*EXERCISE*: Find every line in the items below that contains the word "target" and copy each of those lines out. Case counts, so only an exact uppercase and lowercase match qualifies.

*RECORDED DATA*:
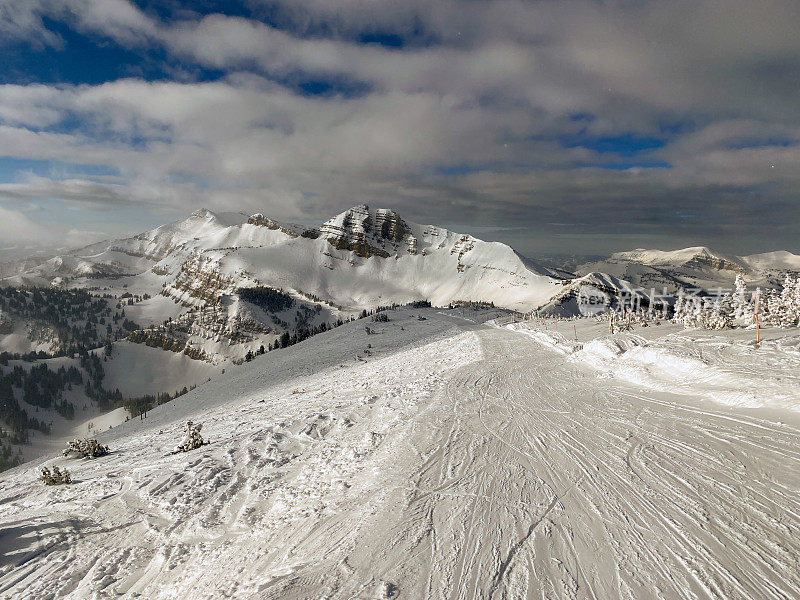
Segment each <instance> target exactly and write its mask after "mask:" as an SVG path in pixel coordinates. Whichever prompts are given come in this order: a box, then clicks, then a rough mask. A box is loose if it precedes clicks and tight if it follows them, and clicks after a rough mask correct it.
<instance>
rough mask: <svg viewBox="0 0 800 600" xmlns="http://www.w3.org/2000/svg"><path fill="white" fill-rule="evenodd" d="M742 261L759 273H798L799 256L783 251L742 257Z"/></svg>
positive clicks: (768, 252) (751, 254) (790, 252)
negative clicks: (759, 271) (775, 271)
mask: <svg viewBox="0 0 800 600" xmlns="http://www.w3.org/2000/svg"><path fill="white" fill-rule="evenodd" d="M742 260H743V261H744V262H745V263H746V264H747V265H748V266H749V267H751V268H753V269H756V270H759V271H800V256H798V255H797V254H792V253H791V252H786V251H785V250H778V251H776V252H764V253H763V254H750V255H749V256H743V257H742Z"/></svg>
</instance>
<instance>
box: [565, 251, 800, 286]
mask: <svg viewBox="0 0 800 600" xmlns="http://www.w3.org/2000/svg"><path fill="white" fill-rule="evenodd" d="M798 269H800V256H797V255H795V254H791V253H790V252H785V251H780V252H768V253H765V254H753V255H750V256H735V255H731V254H724V253H722V252H717V251H715V250H711V249H710V248H707V247H705V246H694V247H691V248H683V249H680V250H672V251H664V250H646V249H643V248H638V249H636V250H630V251H627V252H616V253H614V254H612V255H611V256H609V257H608V258H605V259H603V260H599V261H592V262H587V263H584V264H581V265H579V266H578V267H577V269H576V273H577V274H578V275H586V274H588V273H591V272H597V271H600V272H604V273H608V274H611V275H614V276H615V277H619V278H621V279H624V280H626V281H629V282H631V283H632V284H634V285H636V286H637V287H642V288H646V289H649V288H652V287H655V288H656V289H660V288H663V287H665V286H666V287H667V288H668V289H675V288H678V287H700V288H703V289H712V288H717V287H722V288H728V287H730V286H731V284H732V283H733V281H734V279H735V278H736V275H737V274H741V275H742V276H743V277H744V278H745V280H746V281H748V283H750V284H752V285H766V286H772V285H775V284H776V283H778V281H779V279H780V275H781V274H782V273H784V272H786V271H795V270H798Z"/></svg>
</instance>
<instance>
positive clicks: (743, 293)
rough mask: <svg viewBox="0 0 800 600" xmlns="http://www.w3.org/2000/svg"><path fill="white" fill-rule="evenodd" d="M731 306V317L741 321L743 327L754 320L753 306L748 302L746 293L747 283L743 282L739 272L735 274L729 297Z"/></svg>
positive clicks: (740, 321) (748, 325)
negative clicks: (730, 292)
mask: <svg viewBox="0 0 800 600" xmlns="http://www.w3.org/2000/svg"><path fill="white" fill-rule="evenodd" d="M731 308H732V309H733V318H734V319H735V320H737V321H739V322H741V323H742V324H743V325H744V326H745V327H747V326H749V325H752V324H753V323H754V322H755V308H754V306H753V304H752V303H751V302H750V299H749V296H748V294H747V284H746V283H745V282H744V277H742V274H741V273H737V274H736V282H735V283H734V291H733V296H732V297H731Z"/></svg>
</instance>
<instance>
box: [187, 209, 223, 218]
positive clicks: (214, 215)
mask: <svg viewBox="0 0 800 600" xmlns="http://www.w3.org/2000/svg"><path fill="white" fill-rule="evenodd" d="M190 216H192V217H197V218H198V219H216V218H217V215H216V214H215V213H214V212H212V211H210V210H208V209H207V208H198V209H197V210H196V211H194V212H193V213H192V214H191V215H190Z"/></svg>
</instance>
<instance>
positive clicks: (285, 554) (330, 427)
mask: <svg viewBox="0 0 800 600" xmlns="http://www.w3.org/2000/svg"><path fill="white" fill-rule="evenodd" d="M420 313H421V314H422V316H423V318H425V320H424V321H422V320H419V317H418V315H419V314H420ZM442 313H445V314H442ZM389 316H390V321H389V322H388V323H376V324H375V327H376V329H377V334H367V333H366V332H365V331H364V329H363V327H362V326H361V324H360V323H351V324H348V325H345V326H343V327H340V328H338V329H335V330H333V331H329V332H327V333H325V334H321V335H320V336H317V337H315V338H312V339H311V340H307V341H306V342H303V343H301V344H297V345H295V346H293V347H291V348H288V349H286V350H282V351H281V352H278V353H269V354H267V355H266V356H263V357H259V358H257V359H256V360H255V361H254V362H252V363H248V364H246V365H244V366H242V367H239V368H232V369H230V370H229V371H227V372H226V373H225V374H224V375H221V376H220V377H219V378H215V379H214V380H212V381H211V382H210V383H208V384H207V385H204V386H200V387H198V388H197V389H196V390H195V391H193V392H190V393H189V394H187V395H186V396H183V397H181V398H179V399H178V400H175V401H173V402H171V403H168V404H165V405H162V406H160V407H158V408H157V409H155V410H154V411H153V412H151V413H150V414H149V415H148V417H147V418H146V419H144V420H138V419H136V420H132V421H129V422H126V423H124V424H123V425H121V426H120V427H116V428H114V429H113V430H111V431H108V432H105V433H103V434H102V435H101V436H99V437H100V439H101V441H102V442H103V443H107V444H109V445H110V446H111V450H112V453H111V454H110V455H109V456H106V457H102V458H98V459H95V460H92V461H89V460H85V461H81V460H74V459H73V460H67V459H64V458H63V457H57V456H56V455H51V456H48V457H45V458H44V459H42V460H40V461H38V462H36V463H28V464H25V465H22V466H20V467H17V468H14V469H12V470H10V471H7V472H5V473H2V474H0V506H2V510H0V548H2V550H3V555H2V558H0V598H4V599H5V598H9V599H14V600H16V599H17V598H25V599H27V598H36V599H37V600H38V599H40V598H41V599H53V600H55V599H59V600H62V599H63V600H84V599H87V598H93V599H97V600H107V599H111V598H119V599H134V598H138V599H141V598H147V599H149V600H168V599H169V600H174V599H184V598H191V599H192V600H211V599H214V600H218V599H240V600H241V599H245V600H277V599H280V600H300V599H307V598H330V599H331V600H334V599H345V598H364V599H367V598H384V599H386V598H397V599H404V598H405V599H417V598H420V599H427V598H436V599H438V598H453V597H459V598H571V599H576V600H580V599H583V598H604V599H605V598H619V599H624V600H633V599H635V600H638V599H643V598H652V597H657V598H661V599H663V600H683V599H688V598H698V599H699V598H753V599H755V598H758V599H762V598H763V599H765V600H766V599H769V600H772V599H776V600H777V599H784V600H786V599H789V598H795V597H797V592H798V590H800V568H798V567H799V566H800V565H799V564H798V557H799V556H800V536H798V531H800V515H799V514H798V510H797V497H798V494H800V456H799V455H798V453H797V447H798V444H800V422H799V421H798V419H797V418H796V417H797V415H796V413H793V412H792V411H787V410H785V409H781V408H780V407H777V406H773V408H772V409H764V408H762V409H750V410H742V409H739V408H733V407H729V406H725V405H721V404H717V403H714V402H709V401H705V400H704V397H705V392H706V391H707V389H708V388H709V387H712V386H714V385H715V383H722V384H723V385H728V384H729V383H730V382H727V381H722V380H717V381H716V382H715V381H714V380H710V379H709V380H706V381H704V386H705V387H704V390H703V395H702V396H697V395H695V394H694V392H693V390H692V389H691V386H685V387H682V388H680V389H679V390H678V392H679V393H674V392H671V391H667V390H663V389H657V387H656V386H645V385H642V384H640V383H638V382H637V384H636V385H633V384H631V383H629V382H628V381H626V380H625V378H624V377H621V376H620V375H623V373H622V371H621V370H620V368H619V363H620V362H625V361H626V359H625V358H621V356H623V357H624V355H626V354H627V355H629V356H630V357H631V358H634V355H635V354H636V353H635V352H634V350H633V348H629V349H627V350H626V351H625V352H624V353H621V354H620V353H615V354H614V355H613V356H611V357H610V359H609V361H610V362H609V365H608V367H607V368H602V369H599V368H596V365H587V364H586V362H585V361H582V360H574V359H573V356H574V354H575V353H573V354H571V355H565V354H564V353H559V352H552V351H551V349H550V348H548V347H544V346H542V345H541V344H540V343H538V341H537V340H536V339H531V337H529V336H523V335H519V333H518V332H515V331H508V330H504V329H497V328H495V329H491V328H485V327H480V326H478V325H477V324H475V323H474V322H472V321H469V320H467V319H463V318H460V317H459V311H436V310H430V309H427V310H424V311H418V310H414V311H412V310H405V311H389ZM592 321H593V320H584V321H581V322H578V326H579V329H578V330H577V333H578V336H579V337H580V338H581V340H582V342H584V343H585V342H587V341H589V338H590V337H594V336H595V334H596V332H594V333H593V332H591V331H589V330H586V329H584V327H583V326H590V327H591V326H592V325H591V322H592ZM656 329H658V328H655V327H653V328H648V329H647V330H646V331H647V333H648V335H652V334H655V333H656V331H655V330H656ZM668 331H669V330H668ZM668 331H667V332H668ZM784 333H785V332H784ZM603 336H604V334H601V340H600V341H603V339H605V338H604V337H603ZM625 339H627V338H625ZM721 342H725V340H724V339H721ZM669 343H670V344H672V345H674V346H675V347H676V348H675V350H676V351H675V352H673V351H672V350H669V351H668V352H667V353H666V356H673V355H677V354H681V355H684V356H689V355H692V356H693V357H694V358H696V359H700V360H701V362H702V361H708V363H710V364H711V366H715V365H716V366H719V365H718V364H717V363H718V361H725V360H729V359H734V360H736V361H741V362H747V363H748V365H749V364H751V363H753V362H754V363H755V364H754V368H755V369H757V370H761V369H769V368H770V365H769V363H770V362H773V361H777V363H779V364H781V365H783V364H788V363H785V362H783V361H784V358H785V357H783V356H782V355H781V354H780V353H779V352H780V351H779V350H778V349H777V348H775V349H772V348H767V347H765V348H764V349H763V353H761V352H760V351H759V354H758V355H757V356H756V357H755V358H756V360H755V361H750V360H749V357H748V356H747V352H746V348H741V349H740V350H741V351H739V350H737V351H735V352H727V351H722V352H719V353H717V352H714V353H712V354H711V355H710V356H707V355H706V351H707V350H708V348H709V344H707V343H704V344H703V345H702V350H703V353H702V357H698V356H697V353H696V352H694V351H693V350H692V344H693V341H692V340H691V339H690V338H688V337H681V338H680V339H675V340H672V341H671V342H669ZM367 344H370V345H371V346H372V348H368V347H367ZM793 344H794V347H796V340H794V342H793ZM677 346H680V347H681V348H682V350H681V351H680V353H678V352H677ZM789 346H792V344H791V343H790V344H789ZM789 346H787V348H788V347H789ZM639 347H643V346H639ZM654 347H657V346H654ZM367 351H369V352H370V353H367ZM642 359H647V360H644V361H643V360H642ZM792 360H793V361H794V363H796V357H795V358H794V359H792ZM636 362H637V363H641V364H647V365H652V364H653V363H654V361H652V360H650V359H649V358H648V357H646V356H637V357H636ZM687 364H689V366H690V368H689V369H685V370H684V371H683V372H682V373H683V374H687V373H688V374H690V375H692V374H693V375H699V376H700V377H702V376H703V373H702V372H700V371H695V370H694V368H693V367H692V366H691V364H692V363H687ZM740 366H742V367H743V368H744V366H743V365H741V364H740ZM764 372H766V371H764ZM653 373H655V374H656V375H658V369H654V370H653ZM662 374H663V373H662ZM773 385H774V386H775V387H771V391H775V390H776V389H778V388H779V387H780V388H782V389H783V390H784V391H785V392H787V393H788V394H790V395H792V394H793V396H792V397H794V398H795V399H796V398H797V393H796V391H793V389H794V388H796V382H795V381H794V380H791V379H788V378H787V379H785V380H784V381H783V382H781V381H780V380H779V378H778V377H773V378H772V379H771V382H770V386H773ZM187 419H192V420H194V421H200V422H202V424H203V430H202V434H203V435H204V436H205V437H206V438H207V439H210V442H211V443H210V444H209V445H206V446H203V447H201V448H200V449H197V450H194V451H192V452H189V453H186V454H183V453H181V454H170V452H171V451H172V450H173V448H174V447H175V445H176V444H177V443H178V442H179V441H180V438H181V430H182V428H183V426H184V425H185V422H186V420H187ZM45 465H46V466H53V465H59V466H62V467H63V466H67V467H68V468H69V469H70V470H71V471H72V473H73V476H74V479H75V483H73V484H72V485H68V486H55V487H46V486H44V485H42V484H41V483H39V482H38V481H37V480H36V476H37V472H38V468H39V467H40V466H45Z"/></svg>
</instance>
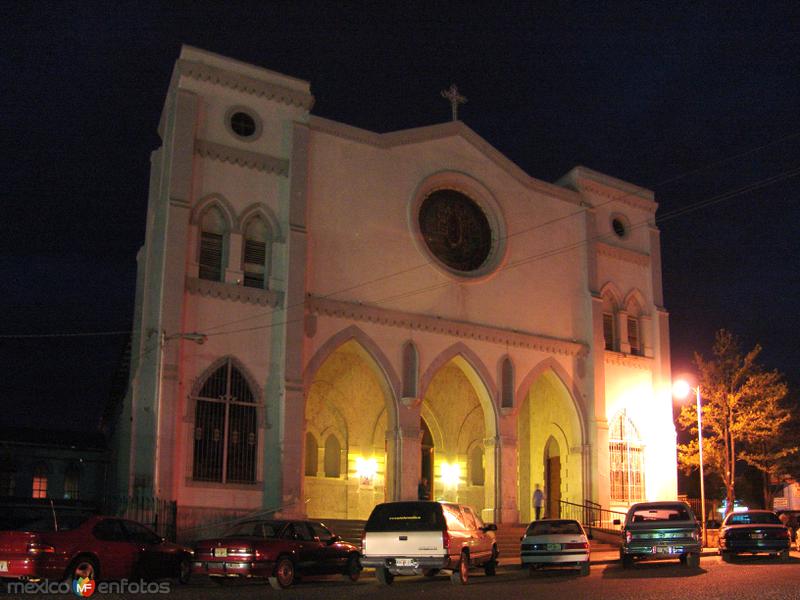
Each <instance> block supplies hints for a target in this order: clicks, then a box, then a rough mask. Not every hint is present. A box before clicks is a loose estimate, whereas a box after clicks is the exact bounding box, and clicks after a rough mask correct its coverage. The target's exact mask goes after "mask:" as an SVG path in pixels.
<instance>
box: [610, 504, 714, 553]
mask: <svg viewBox="0 0 800 600" xmlns="http://www.w3.org/2000/svg"><path fill="white" fill-rule="evenodd" d="M615 524H620V522H619V521H615ZM701 550H702V544H701V542H700V523H698V521H697V519H696V518H695V516H694V513H693V512H692V509H691V508H690V507H689V505H688V504H686V503H685V502H678V501H667V502H641V503H639V504H634V505H633V506H631V507H630V509H629V510H628V514H627V516H626V517H625V524H624V526H623V527H622V546H621V547H620V550H619V558H620V561H621V562H622V567H623V568H625V569H627V568H629V567H630V566H632V565H633V562H634V561H637V560H658V559H665V558H667V559H668V558H677V559H679V560H680V562H681V563H682V564H684V565H686V566H687V567H689V568H697V567H699V566H700V551H701Z"/></svg>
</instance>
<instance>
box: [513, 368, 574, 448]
mask: <svg viewBox="0 0 800 600" xmlns="http://www.w3.org/2000/svg"><path fill="white" fill-rule="evenodd" d="M548 371H552V373H553V375H555V377H556V379H558V380H559V382H560V383H561V385H563V386H564V390H565V391H566V392H567V395H568V396H569V397H570V399H571V400H572V406H573V407H574V408H575V412H576V413H577V416H578V424H579V427H580V434H581V444H585V443H586V440H587V439H588V438H587V436H586V414H585V411H584V409H583V405H582V404H581V402H580V401H579V400H578V398H581V397H582V396H581V392H580V389H579V388H578V386H577V385H575V382H574V381H573V380H572V378H571V377H570V376H569V374H568V373H567V371H566V370H565V369H564V367H563V366H561V363H559V362H558V361H557V360H556V359H554V358H553V357H548V358H546V359H545V360H543V361H542V362H540V363H539V364H538V365H536V366H535V367H533V369H531V370H530V371H529V372H528V374H527V375H526V376H525V378H524V379H523V380H522V381H521V382H520V384H519V386H518V387H517V393H516V402H515V406H514V413H515V414H516V413H518V412H519V409H520V407H521V406H522V404H523V401H524V400H525V396H527V394H528V390H529V389H530V387H531V386H532V385H533V383H534V382H535V381H536V380H537V379H538V378H539V377H541V376H542V375H544V374H545V373H546V372H548Z"/></svg>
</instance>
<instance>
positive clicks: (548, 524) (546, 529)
mask: <svg viewBox="0 0 800 600" xmlns="http://www.w3.org/2000/svg"><path fill="white" fill-rule="evenodd" d="M559 533H564V534H568V535H581V534H583V531H581V526H580V525H578V522H577V521H534V522H533V523H531V524H530V525H529V526H528V530H527V531H526V532H525V535H553V534H559Z"/></svg>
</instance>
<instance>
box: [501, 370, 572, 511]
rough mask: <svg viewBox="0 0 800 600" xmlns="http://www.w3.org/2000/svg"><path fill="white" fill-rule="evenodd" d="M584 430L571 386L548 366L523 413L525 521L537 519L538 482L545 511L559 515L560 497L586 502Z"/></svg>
mask: <svg viewBox="0 0 800 600" xmlns="http://www.w3.org/2000/svg"><path fill="white" fill-rule="evenodd" d="M582 449H583V429H582V427H581V421H580V415H579V414H578V411H577V408H576V405H575V403H574V401H573V398H572V396H571V395H570V393H569V391H568V389H567V388H566V386H565V385H564V383H563V382H562V380H561V379H560V378H559V377H558V375H556V373H555V372H554V371H553V370H552V369H550V368H548V369H547V370H545V371H544V372H543V373H541V374H539V375H538V376H536V377H535V378H534V379H533V381H532V383H531V384H530V387H529V388H528V391H527V393H526V394H525V397H524V400H523V401H522V403H521V406H520V409H519V413H518V415H517V452H518V457H517V458H518V460H517V465H518V469H519V472H518V479H517V481H518V495H519V497H518V500H519V508H520V521H521V522H523V523H524V522H528V521H531V520H532V519H533V503H532V496H533V490H534V487H535V484H539V485H540V487H541V488H542V490H543V491H544V494H545V510H544V512H545V515H547V516H550V517H558V516H559V514H560V513H559V511H560V501H561V500H566V501H569V502H576V503H582V502H583V480H584V473H583V455H582Z"/></svg>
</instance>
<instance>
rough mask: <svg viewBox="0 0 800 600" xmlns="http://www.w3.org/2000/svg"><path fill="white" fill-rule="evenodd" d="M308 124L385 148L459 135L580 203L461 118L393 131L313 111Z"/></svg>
mask: <svg viewBox="0 0 800 600" xmlns="http://www.w3.org/2000/svg"><path fill="white" fill-rule="evenodd" d="M309 127H310V128H311V130H312V131H317V132H320V133H326V134H328V135H333V136H336V137H340V138H344V139H347V140H351V141H354V142H359V143H362V144H368V145H370V146H375V147H377V148H384V149H389V148H394V147H398V146H406V145H409V144H422V143H426V142H432V141H434V140H439V139H444V138H448V137H460V138H461V139H462V140H464V141H465V142H467V143H468V144H470V145H471V146H472V147H473V148H475V149H476V150H477V151H478V152H480V153H481V154H483V155H484V156H486V157H487V158H488V159H489V160H491V161H492V162H494V163H495V164H496V165H498V166H499V167H500V168H501V169H503V170H504V171H506V172H507V173H508V174H509V175H511V176H512V177H513V178H514V179H516V180H517V181H518V182H519V183H521V184H522V185H523V186H525V187H526V188H528V189H530V190H533V191H535V192H539V193H541V194H544V195H547V196H548V197H551V198H557V199H559V200H563V201H565V202H569V203H570V204H577V205H580V204H581V198H580V196H579V195H578V194H577V193H576V192H575V191H574V190H570V189H567V188H564V187H561V186H558V185H554V184H552V183H547V182H546V181H541V180H540V179H536V178H535V177H531V176H530V175H528V174H527V173H526V172H525V171H524V170H522V169H521V168H520V167H519V166H518V165H517V164H516V163H514V162H513V161H511V160H510V159H508V158H507V157H506V156H505V155H504V154H503V153H502V152H500V151H499V150H497V149H496V148H495V147H494V146H492V145H491V144H490V143H489V142H487V141H486V140H485V139H483V138H482V137H481V136H480V135H478V134H477V133H475V132H474V131H473V130H472V129H470V128H469V127H468V126H467V125H465V124H464V123H462V122H461V121H449V122H447V123H440V124H438V125H429V126H427V127H415V128H413V129H404V130H401V131H391V132H389V133H375V132H373V131H368V130H366V129H360V128H358V127H352V126H350V125H345V124H344V123H338V122H336V121H331V120H330V119H324V118H322V117H318V116H313V115H312V116H311V118H310V119H309Z"/></svg>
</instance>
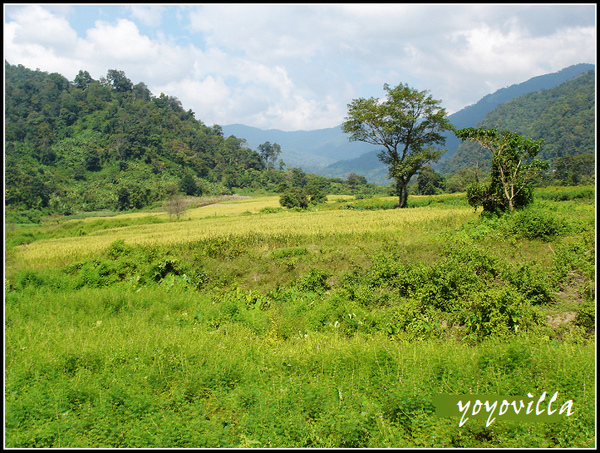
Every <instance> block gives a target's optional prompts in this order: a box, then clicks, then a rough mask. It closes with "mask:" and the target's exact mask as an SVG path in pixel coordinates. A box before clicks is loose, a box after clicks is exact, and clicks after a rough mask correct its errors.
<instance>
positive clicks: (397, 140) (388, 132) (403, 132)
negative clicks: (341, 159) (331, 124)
mask: <svg viewBox="0 0 600 453" xmlns="http://www.w3.org/2000/svg"><path fill="white" fill-rule="evenodd" d="M383 89H384V90H385V91H386V92H387V94H386V98H385V99H375V98H370V99H364V98H359V99H354V100H353V101H352V103H351V104H348V109H349V110H348V117H346V121H345V122H344V123H343V124H342V129H343V131H344V132H345V133H347V134H350V138H349V140H350V141H361V142H365V143H369V144H372V145H378V146H383V148H384V150H383V151H381V152H380V153H379V155H378V157H379V159H380V160H381V161H382V162H383V163H385V164H386V165H388V166H389V169H388V171H389V176H390V177H391V178H394V179H395V180H396V185H397V187H398V196H399V201H398V205H397V207H398V208H405V207H406V200H407V198H408V183H409V181H410V179H411V178H412V177H413V176H414V175H415V174H416V173H417V172H418V171H419V170H420V169H421V168H423V167H424V166H425V165H428V164H429V163H432V162H437V161H438V159H439V158H440V156H441V155H442V154H443V153H444V152H445V150H438V149H436V148H434V147H433V146H432V145H441V144H444V143H445V138H444V136H443V135H442V133H443V132H444V131H445V130H451V129H453V126H452V125H451V124H450V122H449V121H448V119H447V118H446V110H445V109H443V108H441V107H440V105H439V102H440V101H438V100H435V99H433V98H432V97H431V96H430V95H428V94H427V93H428V92H427V91H418V90H416V89H414V88H410V87H409V86H408V85H404V84H402V83H401V84H399V85H398V86H397V87H394V88H390V86H389V85H388V84H385V85H384V86H383Z"/></svg>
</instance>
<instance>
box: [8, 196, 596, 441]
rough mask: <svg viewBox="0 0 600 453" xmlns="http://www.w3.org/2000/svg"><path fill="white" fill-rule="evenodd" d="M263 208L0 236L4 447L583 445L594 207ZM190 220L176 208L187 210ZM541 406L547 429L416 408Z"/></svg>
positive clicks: (81, 226) (589, 407) (448, 203)
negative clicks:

*RESPONSE TO THIS TASK*:
Segment each <instance> target exactly and write its mask after "mask:" as an SVG path in pixel coordinates. Whichever prompts are given come in this order: a box, then clicks, then a rough mask. A box is loose if it precedes clicks and tight if it follows them, and clicks after a rough mask correct it.
Each <instance> block supplies hints for a target in this order: clicks, then a box, then a rough mask. Not every hint is present. A box before clicks is a loose estimate, whereas a box after clicks is the exact bounding box, and clicks after a rough mask correct its coverage. The target's exact mask goes after "mask:" as an SVG path in pixels.
Every <instance> block gives a target's optional prompts in this order: a box, then clicks, then a rough mask. It closes with "mask:" and the target's exact mask as an SVG path in pixel coordinates. A box before clicks is loose, a box after clicks is exact, and clicks after a rough mask correct its errors.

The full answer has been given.